_Work instructions_
Set out the following lines as a numbered list, leaving out any blank lines.

_Dataset extract_
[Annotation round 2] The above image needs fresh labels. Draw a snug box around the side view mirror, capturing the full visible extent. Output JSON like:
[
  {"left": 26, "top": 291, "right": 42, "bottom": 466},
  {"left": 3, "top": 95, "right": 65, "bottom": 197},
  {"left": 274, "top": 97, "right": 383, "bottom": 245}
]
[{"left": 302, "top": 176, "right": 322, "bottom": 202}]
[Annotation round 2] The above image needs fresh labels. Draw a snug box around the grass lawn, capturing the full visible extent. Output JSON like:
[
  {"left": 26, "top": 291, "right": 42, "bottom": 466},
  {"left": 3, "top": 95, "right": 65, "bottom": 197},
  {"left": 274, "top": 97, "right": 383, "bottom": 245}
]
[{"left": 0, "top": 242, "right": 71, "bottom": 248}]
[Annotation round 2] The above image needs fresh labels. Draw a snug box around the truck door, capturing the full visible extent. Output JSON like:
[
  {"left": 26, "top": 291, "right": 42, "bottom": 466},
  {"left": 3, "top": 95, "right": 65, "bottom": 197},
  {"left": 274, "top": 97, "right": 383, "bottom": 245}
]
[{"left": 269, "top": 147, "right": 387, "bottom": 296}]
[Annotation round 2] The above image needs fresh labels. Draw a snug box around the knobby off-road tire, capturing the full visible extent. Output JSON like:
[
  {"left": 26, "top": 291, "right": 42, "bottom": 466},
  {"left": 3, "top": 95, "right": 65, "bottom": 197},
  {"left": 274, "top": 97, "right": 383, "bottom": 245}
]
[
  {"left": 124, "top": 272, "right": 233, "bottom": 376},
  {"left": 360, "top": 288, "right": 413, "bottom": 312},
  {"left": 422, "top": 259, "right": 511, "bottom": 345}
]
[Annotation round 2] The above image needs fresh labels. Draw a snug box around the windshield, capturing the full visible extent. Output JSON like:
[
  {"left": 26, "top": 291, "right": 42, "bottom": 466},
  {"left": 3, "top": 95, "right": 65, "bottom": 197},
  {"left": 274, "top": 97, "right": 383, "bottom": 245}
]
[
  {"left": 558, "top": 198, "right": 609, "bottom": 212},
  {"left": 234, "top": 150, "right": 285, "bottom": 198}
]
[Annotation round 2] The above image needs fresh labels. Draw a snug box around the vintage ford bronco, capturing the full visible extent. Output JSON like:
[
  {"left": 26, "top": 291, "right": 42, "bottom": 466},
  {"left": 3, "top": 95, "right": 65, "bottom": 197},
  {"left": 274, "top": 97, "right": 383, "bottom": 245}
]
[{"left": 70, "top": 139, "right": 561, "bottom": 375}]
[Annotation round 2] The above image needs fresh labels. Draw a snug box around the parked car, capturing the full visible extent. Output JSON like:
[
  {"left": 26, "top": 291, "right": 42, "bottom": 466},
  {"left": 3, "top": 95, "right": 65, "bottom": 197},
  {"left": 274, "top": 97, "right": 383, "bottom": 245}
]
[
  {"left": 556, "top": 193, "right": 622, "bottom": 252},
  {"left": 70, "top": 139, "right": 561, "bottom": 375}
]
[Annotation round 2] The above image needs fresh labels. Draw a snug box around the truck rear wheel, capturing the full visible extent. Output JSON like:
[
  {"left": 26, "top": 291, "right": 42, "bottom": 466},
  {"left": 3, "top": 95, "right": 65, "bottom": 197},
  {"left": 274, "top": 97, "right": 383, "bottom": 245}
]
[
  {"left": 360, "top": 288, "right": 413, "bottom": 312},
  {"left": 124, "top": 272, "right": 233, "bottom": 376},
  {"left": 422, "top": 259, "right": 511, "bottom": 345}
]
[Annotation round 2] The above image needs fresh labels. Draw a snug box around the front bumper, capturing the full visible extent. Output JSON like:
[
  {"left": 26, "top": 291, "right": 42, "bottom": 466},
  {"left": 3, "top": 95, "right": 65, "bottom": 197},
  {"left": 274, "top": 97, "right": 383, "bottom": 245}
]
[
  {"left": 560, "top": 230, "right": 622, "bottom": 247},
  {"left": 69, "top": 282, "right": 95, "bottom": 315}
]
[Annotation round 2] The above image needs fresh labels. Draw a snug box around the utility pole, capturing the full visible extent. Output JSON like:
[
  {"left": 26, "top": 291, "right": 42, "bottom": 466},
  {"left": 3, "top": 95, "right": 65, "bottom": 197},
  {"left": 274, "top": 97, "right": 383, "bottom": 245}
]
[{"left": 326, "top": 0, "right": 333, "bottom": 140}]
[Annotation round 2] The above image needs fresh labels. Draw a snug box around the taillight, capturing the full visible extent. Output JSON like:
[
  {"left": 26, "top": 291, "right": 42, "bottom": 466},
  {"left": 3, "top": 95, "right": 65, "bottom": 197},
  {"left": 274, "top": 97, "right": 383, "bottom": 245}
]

_Task solution_
1. [Annotation round 2] The above image needs fresh labels. Draw a snug box around the side view mirror, capturing the full visible extent. Output JSON like:
2. [
3.   {"left": 26, "top": 291, "right": 42, "bottom": 466},
4.   {"left": 3, "top": 95, "right": 65, "bottom": 197},
5.   {"left": 274, "top": 97, "right": 383, "bottom": 245}
6. ]
7. [{"left": 302, "top": 176, "right": 322, "bottom": 202}]
8. [Annotation round 2] The above image needs fresh labels. Draw a snug box around the grass lawn, capturing the full visible extent. Output JSON like:
9. [
10.   {"left": 26, "top": 291, "right": 42, "bottom": 466},
11.   {"left": 3, "top": 95, "right": 65, "bottom": 197},
12.   {"left": 274, "top": 97, "right": 383, "bottom": 245}
13. ]
14. [{"left": 0, "top": 242, "right": 71, "bottom": 248}]
15. [Annotation round 2] The above image needs fresh labels. Draw a snug box around the truck door, capturing the full visible extent. Output JSON like:
16. [
17.   {"left": 26, "top": 291, "right": 42, "bottom": 466},
18.   {"left": 3, "top": 95, "right": 65, "bottom": 197},
19.   {"left": 274, "top": 97, "right": 383, "bottom": 245}
20. ]
21. [{"left": 269, "top": 147, "right": 387, "bottom": 296}]
22. [Annotation round 2] The above image needs fresh labels. Draw a snug box around the knobby off-road tire, capturing the full visible extent. Output JSON like:
23. [
24.   {"left": 26, "top": 291, "right": 42, "bottom": 466},
25.   {"left": 3, "top": 95, "right": 65, "bottom": 197},
26.   {"left": 274, "top": 97, "right": 383, "bottom": 245}
27. ]
28. [
29.   {"left": 124, "top": 272, "right": 233, "bottom": 376},
30.   {"left": 360, "top": 288, "right": 413, "bottom": 312},
31.   {"left": 422, "top": 259, "right": 511, "bottom": 345}
32. ]
33. [Annotation round 2] The above image needs fresh labels. Draw a snug box around the windshield, capturing the full visible extent. Output JSON like:
34. [
35.   {"left": 26, "top": 291, "right": 42, "bottom": 466},
36.   {"left": 3, "top": 95, "right": 65, "bottom": 197},
37.   {"left": 274, "top": 97, "right": 383, "bottom": 245}
38. ]
39. [
40.   {"left": 558, "top": 198, "right": 609, "bottom": 212},
41.   {"left": 234, "top": 150, "right": 285, "bottom": 198}
42. ]
43. [Annotation round 2] The above image needs fresh labels. Draw a snug box around the vintage ford bronco, capturing the full visible extent. Output JSON like:
44. [
45.   {"left": 26, "top": 291, "right": 42, "bottom": 466},
46.   {"left": 3, "top": 95, "right": 65, "bottom": 197},
47.   {"left": 274, "top": 97, "right": 383, "bottom": 245}
48. ]
49. [{"left": 70, "top": 139, "right": 561, "bottom": 375}]
50. [Annotation round 2] The above image needs fresh labels. Draw a snug box around the parked car, capturing the full visible extent. Output JSON like:
51. [
52.   {"left": 26, "top": 291, "right": 42, "bottom": 466},
53.   {"left": 3, "top": 95, "right": 65, "bottom": 197},
54.   {"left": 274, "top": 97, "right": 383, "bottom": 245}
55. ]
56. [
57.   {"left": 556, "top": 193, "right": 622, "bottom": 252},
58.   {"left": 70, "top": 139, "right": 561, "bottom": 375}
59. ]
60. [Annotation round 2] The above image needs fresh labels. Draw a snug box around the truck rear wheel, capturing the full visible extent. Output JSON like:
61. [
62.   {"left": 26, "top": 291, "right": 42, "bottom": 466},
63.   {"left": 3, "top": 95, "right": 65, "bottom": 197},
64.   {"left": 274, "top": 97, "right": 383, "bottom": 245}
65. ]
66. [
67.   {"left": 360, "top": 288, "right": 413, "bottom": 312},
68.   {"left": 124, "top": 272, "right": 233, "bottom": 376},
69.   {"left": 422, "top": 259, "right": 511, "bottom": 345}
70. ]
71. [Annotation round 2] The above image needs fresh labels. Draw a snug box around the front bumper, capturing the full visible extent. Output JSON like:
72. [
73.   {"left": 26, "top": 291, "right": 42, "bottom": 466},
74.   {"left": 3, "top": 95, "right": 65, "bottom": 197},
75.   {"left": 274, "top": 97, "right": 383, "bottom": 245}
76. ]
77. [
78.   {"left": 560, "top": 230, "right": 622, "bottom": 247},
79.   {"left": 69, "top": 282, "right": 95, "bottom": 315}
80. ]
81. [Annotation round 2] The above image needs fresh labels. Draw a snug box around the utility pole, capturing the full visible extent. Output JSON like:
82. [
83.   {"left": 26, "top": 291, "right": 42, "bottom": 466},
84.   {"left": 3, "top": 95, "right": 65, "bottom": 197},
85.   {"left": 274, "top": 97, "right": 383, "bottom": 245}
86. ]
87. [{"left": 326, "top": 0, "right": 333, "bottom": 140}]
88. [Annotation round 2] The above image needs fresh labels. Draw a snug box around the taillight, capturing the full visible extent. Output JSON like:
89. [
90.   {"left": 26, "top": 291, "right": 42, "bottom": 466},
91.   {"left": 3, "top": 95, "right": 65, "bottom": 197},
92.   {"left": 274, "top": 97, "right": 383, "bottom": 245}
93. ]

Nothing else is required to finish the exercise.